Would you retype the listing below word for word, without any of its pictures?
*-*-*
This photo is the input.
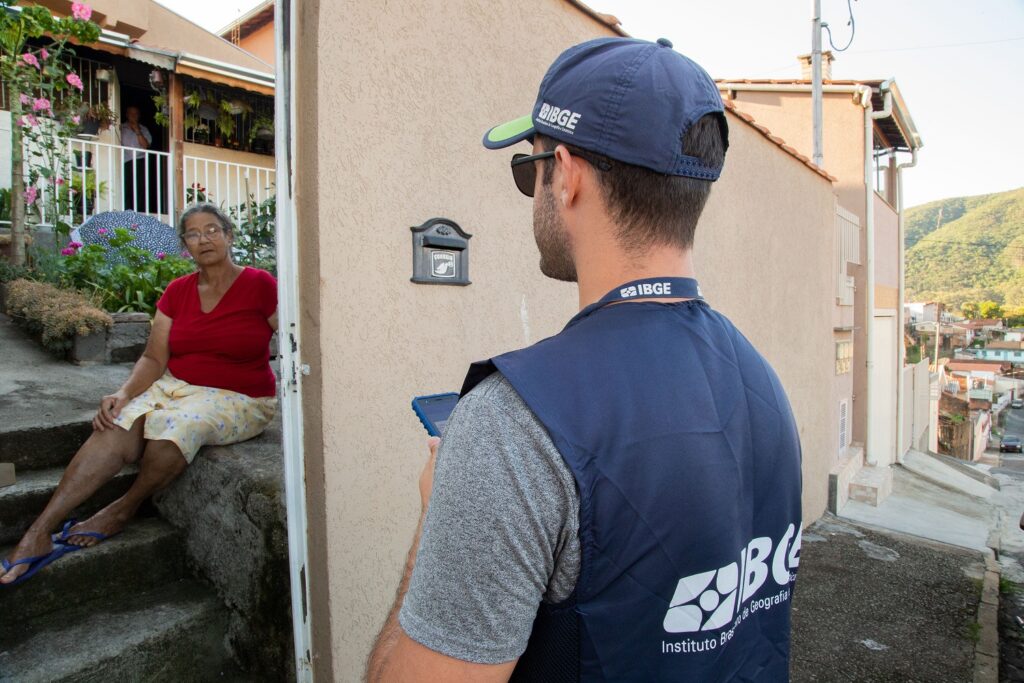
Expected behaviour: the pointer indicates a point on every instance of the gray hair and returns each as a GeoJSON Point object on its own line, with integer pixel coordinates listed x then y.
{"type": "Point", "coordinates": [225, 222]}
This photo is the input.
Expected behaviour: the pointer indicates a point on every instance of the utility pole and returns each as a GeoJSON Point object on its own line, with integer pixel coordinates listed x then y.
{"type": "Point", "coordinates": [816, 81]}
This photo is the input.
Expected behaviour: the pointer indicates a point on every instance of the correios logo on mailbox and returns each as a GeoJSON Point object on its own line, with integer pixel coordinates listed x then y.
{"type": "Point", "coordinates": [440, 253]}
{"type": "Point", "coordinates": [442, 264]}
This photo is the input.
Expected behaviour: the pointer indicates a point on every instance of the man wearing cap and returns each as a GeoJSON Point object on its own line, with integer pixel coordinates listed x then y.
{"type": "Point", "coordinates": [621, 501]}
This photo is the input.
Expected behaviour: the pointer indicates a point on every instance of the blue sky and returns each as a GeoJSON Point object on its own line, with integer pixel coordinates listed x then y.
{"type": "Point", "coordinates": [957, 65]}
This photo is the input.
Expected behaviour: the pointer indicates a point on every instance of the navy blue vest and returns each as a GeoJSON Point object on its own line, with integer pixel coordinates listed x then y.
{"type": "Point", "coordinates": [687, 462]}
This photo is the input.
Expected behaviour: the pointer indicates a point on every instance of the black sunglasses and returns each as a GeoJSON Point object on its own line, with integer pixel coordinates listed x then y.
{"type": "Point", "coordinates": [524, 170]}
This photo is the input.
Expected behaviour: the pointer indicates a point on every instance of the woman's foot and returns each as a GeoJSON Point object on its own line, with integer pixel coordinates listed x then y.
{"type": "Point", "coordinates": [32, 545]}
{"type": "Point", "coordinates": [108, 522]}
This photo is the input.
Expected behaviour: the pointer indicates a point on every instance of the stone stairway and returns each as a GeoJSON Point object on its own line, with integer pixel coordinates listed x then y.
{"type": "Point", "coordinates": [127, 608]}
{"type": "Point", "coordinates": [132, 608]}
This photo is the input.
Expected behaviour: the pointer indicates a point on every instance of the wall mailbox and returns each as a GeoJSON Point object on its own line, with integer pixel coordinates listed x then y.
{"type": "Point", "coordinates": [440, 253]}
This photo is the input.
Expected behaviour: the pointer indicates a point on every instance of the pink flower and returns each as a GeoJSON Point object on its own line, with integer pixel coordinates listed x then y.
{"type": "Point", "coordinates": [80, 10]}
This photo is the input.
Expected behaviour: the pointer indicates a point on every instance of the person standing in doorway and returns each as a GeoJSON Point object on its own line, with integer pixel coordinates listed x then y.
{"type": "Point", "coordinates": [622, 501]}
{"type": "Point", "coordinates": [136, 181]}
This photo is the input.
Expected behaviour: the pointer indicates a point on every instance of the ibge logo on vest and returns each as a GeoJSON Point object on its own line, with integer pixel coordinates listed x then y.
{"type": "Point", "coordinates": [715, 599]}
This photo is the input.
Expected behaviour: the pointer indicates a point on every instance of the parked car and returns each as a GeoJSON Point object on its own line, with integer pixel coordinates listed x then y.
{"type": "Point", "coordinates": [1010, 443]}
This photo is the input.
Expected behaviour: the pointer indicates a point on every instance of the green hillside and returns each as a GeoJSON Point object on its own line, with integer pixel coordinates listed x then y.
{"type": "Point", "coordinates": [967, 249]}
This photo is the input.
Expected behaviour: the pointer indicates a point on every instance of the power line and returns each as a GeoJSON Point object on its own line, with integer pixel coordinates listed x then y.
{"type": "Point", "coordinates": [986, 245]}
{"type": "Point", "coordinates": [936, 47]}
{"type": "Point", "coordinates": [853, 30]}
*-*-*
▶ Solution for this problem
This photo is the input.
Expected behaviour: the pointer indicates a point on every instance of the gray hair and returns each as a GeoJSON Point object on its own line, with integer pixel coordinates listed x then y.
{"type": "Point", "coordinates": [225, 222]}
This photo is the input.
Expected behaviour: the pointer indicates a point on every instance of the utility pole and returns each as a GeoJSON Point object on its own line, with integer pixel coordinates listed x then y.
{"type": "Point", "coordinates": [816, 81]}
This photo is the input.
Expected behaviour: the pointer indicates a point on every instance of the correios logo on mailbox and returns each as a GeoJSON Point object on its own line, with integer pixel coordinates listed x then y.
{"type": "Point", "coordinates": [440, 253]}
{"type": "Point", "coordinates": [442, 264]}
This photo is the input.
Expected behaviour: the pointer indicates a point on every instance of the man wearing cap and returns each as a GeoJSON Point object on its own line, with integer pixel coordinates listed x then y.
{"type": "Point", "coordinates": [621, 501]}
This photo is the input.
Expected behaviour: the pointer indicates a point on every instance of the blue sky and returns each as a GeoJSON Point object on its own line, with integer pixel coordinates listed x then y.
{"type": "Point", "coordinates": [957, 65]}
This photo is the input.
Expected behaviour: the pointer indicates a point on every instance of the navy blue vest and returns each as a GeoJSON Point object on its own line, with integer pixel coordinates listed x then y.
{"type": "Point", "coordinates": [687, 462]}
This photo is the input.
Expected behaviour: the pointer indicates a point on every instance of the black sunglasses and returns each as a GeoJSON Point object on its own line, with integer pixel coordinates listed x then y.
{"type": "Point", "coordinates": [524, 170]}
This photo is the input.
Expected behaviour: the pointer indicates a point on every instance of the woman's foot and returns each as a GeoJSON Point object on its own line, with integer pixel coordinates listed x then y.
{"type": "Point", "coordinates": [32, 545]}
{"type": "Point", "coordinates": [108, 522]}
This photo is the input.
Expected behaviour: the pointer indicates a point on every instance of the stone stairway and returns each as a GeoJSON Point object on its own line, with integer pixel coordinates listed x then y.
{"type": "Point", "coordinates": [127, 608]}
{"type": "Point", "coordinates": [132, 608]}
This photo is the input.
Expected behaviour: the pointer indicates a point on every instance of the wall mailbox and returns each as a GeoJSON Point object on its own line, with integer pixel coordinates listed x then y.
{"type": "Point", "coordinates": [440, 253]}
This photo is the input.
Expected behaviour: the pointer indicates a point on every instance of the pink flower and returns each as a GeoJSON Point object on its own line, with integer pixel coordinates listed x then y.
{"type": "Point", "coordinates": [80, 10]}
This photo is the input.
Expected behaviour: the pointer indicates a point on every instance of the person standing in doorway and returns each as a GeoJSON Point object on its own line, with integer pixel coordinates listed x then y.
{"type": "Point", "coordinates": [622, 501]}
{"type": "Point", "coordinates": [136, 181]}
This photo is the input.
Expected behaviour: the pointer indicates a point on every instance of the ibge logo on vest and returns each as a GeoJSON Point object on its own line, with integer pixel coordinates listed x then y.
{"type": "Point", "coordinates": [715, 599]}
This photo is the input.
Expected behaviour: the pointer indicates a point on every instance of the parked car and returns each as a GeoJSON Point object on its own line, with integer pixel coordinates listed x then y.
{"type": "Point", "coordinates": [1010, 443]}
This photo is the input.
Expected behaviour: the pointer indicates a point on every instance of the green hillside and returns each as a GeoJSON Point object on its own line, with integer pixel coordinates listed x then y.
{"type": "Point", "coordinates": [967, 249]}
This photo is the input.
Expected behaviour: the pointer indicates a point on every instance of the power line and returns each as a GeoJSON Point object on its own line, with integer pixel coordinates listed x then y.
{"type": "Point", "coordinates": [986, 245]}
{"type": "Point", "coordinates": [936, 47]}
{"type": "Point", "coordinates": [853, 30]}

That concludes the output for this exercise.